*** PAGE EXCERPT Section Begins ***

As a white, cys-gendered anglophone in Canada I have many privileges. This post is about how, despite those privileges, I truly hate going to the doctor.
It is the 1980s, I am a child at the pediatrician my mother asks why there are folds of skin in my armpits. “Babyfat, it will go away.” assures the pediatrician. In fact it is breast tissue. I find out when nursing my first son in 1999 as milk leaked from my underarms that I have breasts under there.
It is 2009, I am sitting in a public health clinic room to have my pap. I’ve answered the medical history questions and the nurse practitioner stares at me.
“How many sexual partners have you had?”
“My whole lifetime? I don’t know. I didn’t keep a list.”
“Well, if you had to guess.”
“I guess about 30. “
“30!?! Who is the father of your children?”
“I’m sorry you are confused. I’m married to a man, who has a penis, that I have sex with that I refer to as my partner. We are the parents.”
It is 2004, I am sitting in the military hospital getting medically released after 12 years of service. My doctor talks to me about my mental health, my asthma and my bloodwork. He scribbled a fourth thing on the list but does not discuss it with me. I read it at home.
It is 2012 and I am at a colposcopy clinic for an abnormal pap follow-up. The nurse asks when my last period was. I didn’t know. She asked what birth control I was using. I said none. She chastised me for taking risks with being pregnant. I knew I wasn’t pregnant as my partner had a vasectomy and I had a tubal ligation in 2001. It never occurred to me that this was “using birth control”. I explain my misunderstanding to the nurse from my feet in the stirrup position. She further castigated me as pregnancy could still occur and how would I know if I didn’t track my period? I explain I didn’t think my uterus required constant supervision.
There are so many more moments that are flooding back to me as I write this but you get the idea.
When I go to the doctor I feel on the defense right away. My body is deemed too heavy. My blood somehow lacking or having too much of the wrong things. There is something wrong and more often that feels on my part like the something wrong is my whole self. It’s terrible.
In the military I was regularly categorized, measured and tested to ensure I was fit for flying duties. Many years later I feel the complicated things about not fitting expectations or having medical issues.
I go anyway because not accessing care is why queer women have worse health outcomes than other women.
I go because my health is worth the effort and I’ve honed and prepared my responses for when medical professionals cross a line.
I go ready for a fight. I hate that too.

*** PAGE EXCERPT Section Ends ***

#### PROBLEM SET:
1. Quote the post about going to the doctor from "As a white, cys-gendered" to "breasts under there.".
2. In the post about going to the doctor, how many years of service had the writer completed at the time of the medical release from the military?

*** ENTRIES PROVIDED Section Begins ***

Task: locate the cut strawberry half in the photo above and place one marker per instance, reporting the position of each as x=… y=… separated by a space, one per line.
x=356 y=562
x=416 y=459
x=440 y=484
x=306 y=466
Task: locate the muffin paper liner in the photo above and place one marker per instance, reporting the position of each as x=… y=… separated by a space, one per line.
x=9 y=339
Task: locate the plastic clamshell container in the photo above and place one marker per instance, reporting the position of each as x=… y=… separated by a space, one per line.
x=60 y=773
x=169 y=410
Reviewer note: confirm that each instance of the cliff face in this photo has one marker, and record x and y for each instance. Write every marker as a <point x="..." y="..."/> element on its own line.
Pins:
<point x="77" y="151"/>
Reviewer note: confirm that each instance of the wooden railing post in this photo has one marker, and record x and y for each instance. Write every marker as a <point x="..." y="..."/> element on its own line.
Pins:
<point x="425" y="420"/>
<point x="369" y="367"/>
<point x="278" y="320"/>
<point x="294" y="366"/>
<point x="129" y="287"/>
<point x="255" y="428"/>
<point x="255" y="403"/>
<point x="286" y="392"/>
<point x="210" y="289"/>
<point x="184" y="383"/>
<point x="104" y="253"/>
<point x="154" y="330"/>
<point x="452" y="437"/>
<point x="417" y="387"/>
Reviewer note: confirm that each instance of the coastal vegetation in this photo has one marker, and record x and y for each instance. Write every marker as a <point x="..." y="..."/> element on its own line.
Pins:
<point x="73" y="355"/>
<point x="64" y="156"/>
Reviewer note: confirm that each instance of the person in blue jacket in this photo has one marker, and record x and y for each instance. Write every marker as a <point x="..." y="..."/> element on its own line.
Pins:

*** ENTRIES PROVIDED Section Ends ***

#### PROBLEM SOLUTIONS:
1.
As a white, cys-gendered anglophone in Canada I have many privileges. This post is about how, despite those privileges, I truly hate going to the doctor.
It is the 1980s, I am a child at the pediatrician my mother asks why there are folds of skin in my armpits. “Babyfat, it will go away.” assures the pediatrician. In fact it is breast tissue. I find out when nursing my first son in 1999 as milk leaked from my underarms that I have breasts under there.

2. 12 years.